--- Exercise ---
Give the records again in full, exactly as they are.

Referring expression data:
# # # #

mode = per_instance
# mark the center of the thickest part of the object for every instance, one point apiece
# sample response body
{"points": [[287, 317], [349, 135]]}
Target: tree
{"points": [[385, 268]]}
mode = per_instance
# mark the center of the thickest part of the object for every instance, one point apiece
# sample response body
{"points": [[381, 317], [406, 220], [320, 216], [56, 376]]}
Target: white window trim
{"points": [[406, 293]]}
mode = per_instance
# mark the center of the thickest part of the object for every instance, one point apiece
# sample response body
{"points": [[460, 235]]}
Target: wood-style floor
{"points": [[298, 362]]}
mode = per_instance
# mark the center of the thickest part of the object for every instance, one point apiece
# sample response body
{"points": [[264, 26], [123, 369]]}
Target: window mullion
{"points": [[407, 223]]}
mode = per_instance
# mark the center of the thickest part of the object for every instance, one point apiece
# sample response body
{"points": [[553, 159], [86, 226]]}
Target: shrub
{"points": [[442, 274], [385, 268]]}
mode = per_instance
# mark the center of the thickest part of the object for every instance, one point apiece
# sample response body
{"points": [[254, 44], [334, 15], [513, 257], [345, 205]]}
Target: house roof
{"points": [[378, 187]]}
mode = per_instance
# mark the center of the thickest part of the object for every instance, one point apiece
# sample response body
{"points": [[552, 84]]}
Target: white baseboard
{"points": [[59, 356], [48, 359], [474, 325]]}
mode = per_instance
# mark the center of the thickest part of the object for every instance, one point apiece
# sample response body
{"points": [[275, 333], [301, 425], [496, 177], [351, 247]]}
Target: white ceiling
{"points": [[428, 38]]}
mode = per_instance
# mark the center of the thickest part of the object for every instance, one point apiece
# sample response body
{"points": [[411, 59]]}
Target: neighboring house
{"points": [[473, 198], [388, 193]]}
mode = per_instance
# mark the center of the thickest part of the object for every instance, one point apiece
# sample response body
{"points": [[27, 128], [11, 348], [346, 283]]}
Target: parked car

# # # #

--- Exercise result ---
mode = per_instance
# mark the center of the thickest part of the object for every instance, one point apiece
# sample response body
{"points": [[287, 317], [349, 135]]}
Target: tree
{"points": [[385, 268]]}
mode = per_instance
# mark the center of the thickest part of the object for every instance, one point apiece
# sample response body
{"points": [[381, 317], [406, 220], [320, 216], [56, 376]]}
Target: white window trim
{"points": [[406, 293]]}
mode = per_instance
# mark the center of the thickest part of the object for every instance, one point apiece
# sample response body
{"points": [[460, 235]]}
Target: wood-style floor
{"points": [[298, 362]]}
mode = per_instance
# mark the center of the thickest part of the object for every instance, one point apiece
# sample response body
{"points": [[264, 26], [123, 369]]}
Target: window mullion
{"points": [[407, 223]]}
mode = per_instance
# mark the center of the thickest part of the object for every instance, one point apiece
# sample response body
{"points": [[553, 159], [86, 226]]}
Target: shrub
{"points": [[442, 274], [385, 268]]}
mode = per_instance
# mark the center of the thickest part of the object for every instance, one point apiece
# sample response body
{"points": [[254, 44], [334, 15], [513, 257], [345, 205]]}
Target: house roof
{"points": [[378, 187]]}
mode = per_instance
# mark the center of the thickest part of the object for every instance, one point apiece
# sample response body
{"points": [[552, 84]]}
Target: white baseboard
{"points": [[59, 356], [48, 359], [474, 325]]}
mode = per_instance
# mark the center of the thickest part of the object for every instance, one point apiece
# sample response body
{"points": [[275, 333], [301, 425], [496, 177], [351, 247]]}
Target: white ceiling
{"points": [[428, 38]]}
mode = per_instance
# mark the center of the thickest part of the object for every instance, one point apiece
# sample response body
{"points": [[411, 59]]}
Target: neighboring house
{"points": [[473, 198], [388, 193]]}
mode = per_instance
# mark the center of the thickest part of the object for every instance, one point apiece
# sample response body
{"points": [[27, 128], [11, 348], [346, 283]]}
Target: parked car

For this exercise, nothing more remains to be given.